Assignment>
Give every line below again, exactly as it appears.

Records supplied>
• • • • •

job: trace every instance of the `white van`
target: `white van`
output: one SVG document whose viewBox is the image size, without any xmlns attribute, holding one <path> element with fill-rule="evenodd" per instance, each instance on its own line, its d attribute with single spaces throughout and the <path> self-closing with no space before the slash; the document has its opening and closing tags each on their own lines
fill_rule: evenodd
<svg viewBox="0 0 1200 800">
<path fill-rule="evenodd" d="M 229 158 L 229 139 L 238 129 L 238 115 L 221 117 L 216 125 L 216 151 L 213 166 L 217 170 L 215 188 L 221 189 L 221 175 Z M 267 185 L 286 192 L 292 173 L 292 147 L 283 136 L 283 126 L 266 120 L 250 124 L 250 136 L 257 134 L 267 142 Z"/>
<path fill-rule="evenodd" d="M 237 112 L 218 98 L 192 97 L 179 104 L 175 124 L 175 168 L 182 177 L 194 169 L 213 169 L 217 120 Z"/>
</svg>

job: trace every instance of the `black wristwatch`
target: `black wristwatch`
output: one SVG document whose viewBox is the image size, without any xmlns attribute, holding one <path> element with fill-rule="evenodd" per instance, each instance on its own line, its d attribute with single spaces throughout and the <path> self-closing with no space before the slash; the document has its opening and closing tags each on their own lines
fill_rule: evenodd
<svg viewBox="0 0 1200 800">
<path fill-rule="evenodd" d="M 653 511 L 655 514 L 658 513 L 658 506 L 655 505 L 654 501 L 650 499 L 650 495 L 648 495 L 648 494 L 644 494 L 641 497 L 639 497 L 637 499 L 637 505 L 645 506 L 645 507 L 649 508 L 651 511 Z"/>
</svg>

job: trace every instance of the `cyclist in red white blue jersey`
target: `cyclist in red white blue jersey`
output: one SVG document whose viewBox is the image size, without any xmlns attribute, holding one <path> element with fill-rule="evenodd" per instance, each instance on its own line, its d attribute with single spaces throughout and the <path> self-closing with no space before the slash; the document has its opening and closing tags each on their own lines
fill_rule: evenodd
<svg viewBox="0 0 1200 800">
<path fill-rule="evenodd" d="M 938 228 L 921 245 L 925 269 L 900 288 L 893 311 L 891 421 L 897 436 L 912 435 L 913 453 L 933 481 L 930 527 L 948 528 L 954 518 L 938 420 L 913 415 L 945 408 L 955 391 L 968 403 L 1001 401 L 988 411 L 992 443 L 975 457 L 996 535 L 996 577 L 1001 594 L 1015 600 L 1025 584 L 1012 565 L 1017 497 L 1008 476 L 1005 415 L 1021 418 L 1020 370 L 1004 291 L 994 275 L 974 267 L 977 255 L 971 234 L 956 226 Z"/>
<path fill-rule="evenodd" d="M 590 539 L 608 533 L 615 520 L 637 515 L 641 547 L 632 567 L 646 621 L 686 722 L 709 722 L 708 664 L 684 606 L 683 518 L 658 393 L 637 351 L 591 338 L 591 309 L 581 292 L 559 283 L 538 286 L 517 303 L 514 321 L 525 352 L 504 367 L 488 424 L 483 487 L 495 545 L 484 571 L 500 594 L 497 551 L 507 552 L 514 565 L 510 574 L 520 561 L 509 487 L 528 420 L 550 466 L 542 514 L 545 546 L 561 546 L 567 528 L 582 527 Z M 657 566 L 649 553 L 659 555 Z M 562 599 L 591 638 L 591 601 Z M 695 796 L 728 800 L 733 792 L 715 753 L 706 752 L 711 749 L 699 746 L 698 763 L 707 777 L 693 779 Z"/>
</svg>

• • • • •

Exercise output>
job: trace every instance of the `white van`
target: `white van`
output: one SVG document whose viewBox is the image size, without any xmlns attribute, holding one <path> element with fill-rule="evenodd" per instance, each instance on its own line, its d attribute with single spaces throughout and the <path> self-closing with no space before the slash; the document has its opening and closing tags each on their own lines
fill_rule: evenodd
<svg viewBox="0 0 1200 800">
<path fill-rule="evenodd" d="M 229 158 L 229 139 L 238 129 L 238 115 L 221 117 L 216 125 L 216 151 L 213 166 L 217 170 L 215 188 L 221 189 L 221 175 Z M 267 185 L 286 192 L 292 173 L 292 147 L 283 136 L 283 126 L 266 120 L 250 124 L 250 136 L 257 134 L 267 142 Z"/>
<path fill-rule="evenodd" d="M 237 112 L 218 98 L 192 97 L 179 104 L 175 124 L 175 168 L 182 177 L 194 169 L 213 169 L 217 120 Z"/>
</svg>

job: trace every instance of the `black wristwatch`
target: `black wristwatch`
output: one SVG document whose viewBox is the image size, without any xmlns attribute, holding one <path> element with fill-rule="evenodd" per instance, each instance on its own line, its d attribute with single spaces throughout and the <path> self-closing with no space before the slash; the document has its opening and closing tags each on their own lines
fill_rule: evenodd
<svg viewBox="0 0 1200 800">
<path fill-rule="evenodd" d="M 653 511 L 655 514 L 658 513 L 658 506 L 655 505 L 654 501 L 650 499 L 650 495 L 648 495 L 648 494 L 644 494 L 641 497 L 639 497 L 637 499 L 637 505 L 645 506 L 645 507 L 649 508 L 651 511 Z"/>
</svg>

job: trace every instance of the `cyclist in red white blue jersey`
target: `cyclist in red white blue jersey`
output: one SVG document whose viewBox is the image size, without any xmlns attribute, holding one <path> element with fill-rule="evenodd" per instance, each instance on its own line, its d attribute with single spaces throughout and the <path> self-closing with no space before the slash; the document has its opening and closing tags each on their own lines
fill_rule: evenodd
<svg viewBox="0 0 1200 800">
<path fill-rule="evenodd" d="M 938 228 L 921 245 L 925 269 L 900 288 L 893 311 L 891 421 L 897 436 L 912 435 L 913 453 L 933 481 L 930 527 L 948 528 L 954 518 L 938 420 L 913 415 L 945 408 L 955 391 L 968 403 L 1001 401 L 988 411 L 992 443 L 975 457 L 996 535 L 996 577 L 1001 594 L 1015 600 L 1025 584 L 1012 565 L 1017 497 L 1008 476 L 1005 415 L 1021 418 L 1020 370 L 1004 291 L 994 275 L 974 267 L 977 255 L 971 234 L 956 226 Z"/>
<path fill-rule="evenodd" d="M 590 539 L 608 533 L 615 520 L 637 515 L 641 547 L 632 567 L 646 621 L 686 722 L 709 722 L 708 664 L 684 606 L 683 518 L 658 393 L 637 351 L 591 338 L 591 309 L 581 292 L 559 283 L 538 286 L 517 303 L 514 321 L 525 352 L 504 367 L 488 424 L 483 487 L 495 545 L 484 571 L 500 594 L 497 551 L 507 552 L 514 565 L 510 574 L 520 561 L 509 487 L 528 420 L 550 466 L 542 514 L 545 546 L 561 546 L 567 528 L 582 527 Z M 657 566 L 649 553 L 659 555 Z M 562 599 L 591 638 L 591 601 Z M 695 796 L 728 800 L 733 792 L 715 753 L 706 752 L 711 749 L 699 746 L 698 763 L 707 777 L 693 779 Z"/>
</svg>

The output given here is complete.